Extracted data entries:
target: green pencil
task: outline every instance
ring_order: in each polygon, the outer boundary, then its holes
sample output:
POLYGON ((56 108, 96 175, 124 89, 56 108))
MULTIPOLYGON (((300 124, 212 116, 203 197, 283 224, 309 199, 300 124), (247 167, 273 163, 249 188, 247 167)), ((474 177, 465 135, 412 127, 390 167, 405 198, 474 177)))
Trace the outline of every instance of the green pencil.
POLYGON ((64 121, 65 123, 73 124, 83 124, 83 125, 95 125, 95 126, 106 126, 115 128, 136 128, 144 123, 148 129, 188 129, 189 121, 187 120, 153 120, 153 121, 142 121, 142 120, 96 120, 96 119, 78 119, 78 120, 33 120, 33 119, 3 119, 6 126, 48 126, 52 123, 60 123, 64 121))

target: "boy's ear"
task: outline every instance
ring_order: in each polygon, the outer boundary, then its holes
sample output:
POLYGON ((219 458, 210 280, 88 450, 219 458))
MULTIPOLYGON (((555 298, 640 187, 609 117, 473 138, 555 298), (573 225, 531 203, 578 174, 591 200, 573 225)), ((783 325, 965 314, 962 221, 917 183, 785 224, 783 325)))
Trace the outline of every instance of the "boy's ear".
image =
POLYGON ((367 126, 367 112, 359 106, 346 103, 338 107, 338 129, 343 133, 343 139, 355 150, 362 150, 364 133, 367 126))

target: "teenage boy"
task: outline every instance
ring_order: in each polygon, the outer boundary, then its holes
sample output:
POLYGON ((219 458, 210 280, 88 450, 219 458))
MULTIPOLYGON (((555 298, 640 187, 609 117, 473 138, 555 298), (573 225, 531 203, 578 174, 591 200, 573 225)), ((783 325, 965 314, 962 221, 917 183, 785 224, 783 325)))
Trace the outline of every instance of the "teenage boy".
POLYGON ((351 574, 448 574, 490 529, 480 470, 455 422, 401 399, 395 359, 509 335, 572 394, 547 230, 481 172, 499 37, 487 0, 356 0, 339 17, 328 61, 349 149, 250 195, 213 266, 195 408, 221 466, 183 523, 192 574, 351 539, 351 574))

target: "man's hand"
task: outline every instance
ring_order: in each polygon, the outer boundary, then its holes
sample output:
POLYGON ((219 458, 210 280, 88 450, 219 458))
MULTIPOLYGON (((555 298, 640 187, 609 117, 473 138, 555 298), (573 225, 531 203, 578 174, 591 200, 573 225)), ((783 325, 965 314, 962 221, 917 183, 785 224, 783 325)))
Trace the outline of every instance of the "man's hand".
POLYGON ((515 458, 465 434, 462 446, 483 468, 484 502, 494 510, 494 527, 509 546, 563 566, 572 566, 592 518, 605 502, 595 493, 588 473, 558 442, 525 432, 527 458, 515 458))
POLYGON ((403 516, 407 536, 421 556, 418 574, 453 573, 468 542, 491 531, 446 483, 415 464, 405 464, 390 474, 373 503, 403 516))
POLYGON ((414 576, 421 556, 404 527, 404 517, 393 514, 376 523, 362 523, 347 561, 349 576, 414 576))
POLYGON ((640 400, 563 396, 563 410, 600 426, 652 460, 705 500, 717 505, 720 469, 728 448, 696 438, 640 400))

Short exercise ->
Reproduce the data above, swapping "outline every instance" for "segment every instance" at every occurrence and leaving everything else unchanged.

Final answer ->
target: green pencil
task: segment every instance
ring_order: in each polygon, the outer boundary, then its holes
sample output:
POLYGON ((56 108, 96 175, 124 89, 56 108))
MULTIPOLYGON (((300 124, 212 116, 203 197, 283 224, 309 199, 300 124), (247 167, 273 163, 249 188, 247 167)), ((474 177, 465 135, 412 127, 390 167, 405 198, 474 177)))
Trace the outline of every instance of the green pencil.
POLYGON ((64 121, 65 123, 73 124, 83 124, 83 125, 95 125, 95 126, 106 126, 115 128, 136 128, 144 123, 148 129, 188 129, 189 121, 187 120, 153 120, 153 121, 142 121, 142 120, 96 120, 96 119, 78 119, 78 120, 33 120, 33 119, 3 119, 6 126, 48 126, 52 123, 60 123, 64 121))

target: "boy's ear"
task: segment every instance
ring_order: in each polygon, the outer boundary, then its holes
sample output:
POLYGON ((219 458, 210 280, 88 450, 219 458))
MULTIPOLYGON (((555 298, 640 187, 609 117, 473 138, 555 298), (573 225, 531 203, 578 174, 591 200, 573 225)), ((783 325, 965 314, 962 221, 917 183, 785 224, 783 325)))
Trace the outline of every instance of the "boy's ear".
image =
POLYGON ((367 126, 367 112, 359 106, 346 103, 338 107, 338 129, 343 133, 343 139, 355 150, 362 150, 364 133, 367 126))

target: "teenage boy"
task: segment every instance
ring_order: in each polygon, the outer boundary, then its holes
sample output:
POLYGON ((219 458, 210 280, 88 450, 219 458))
MULTIPOLYGON (((555 298, 640 187, 609 117, 473 138, 555 298), (573 225, 531 203, 578 174, 591 200, 573 225)), ((783 325, 965 314, 962 221, 917 183, 785 224, 783 325)))
Trace the outline of every instance of the "teenage boy".
POLYGON ((351 574, 448 574, 490 529, 480 470, 455 422, 401 399, 395 359, 509 335, 572 394, 547 230, 481 172, 499 37, 487 0, 356 0, 339 17, 328 61, 349 149, 250 195, 213 266, 195 408, 221 466, 183 523, 192 574, 351 539, 351 574))

target: "man's hand"
task: segment every instance
ring_order: in each polygon, the outer boundary, then its holes
sample output:
POLYGON ((219 458, 210 280, 88 450, 219 458))
MULTIPOLYGON (((555 298, 640 187, 609 117, 473 138, 555 298), (573 225, 531 203, 578 174, 591 200, 573 225)), ((783 325, 965 314, 962 221, 917 183, 785 224, 783 325)))
Trace the outline of every instance of the "man's hand".
POLYGON ((515 458, 465 434, 462 446, 483 468, 484 502, 494 510, 494 527, 509 546, 563 566, 572 566, 592 518, 605 502, 595 493, 588 473, 558 442, 525 432, 527 458, 515 458))
POLYGON ((403 516, 407 536, 421 556, 418 574, 453 573, 468 542, 491 531, 446 483, 415 464, 405 464, 390 474, 373 503, 403 516))
POLYGON ((414 576, 421 556, 404 527, 404 517, 393 514, 376 523, 362 523, 347 561, 349 576, 414 576))
POLYGON ((640 400, 563 396, 563 410, 600 426, 652 460, 705 500, 717 505, 720 469, 728 448, 696 438, 640 400))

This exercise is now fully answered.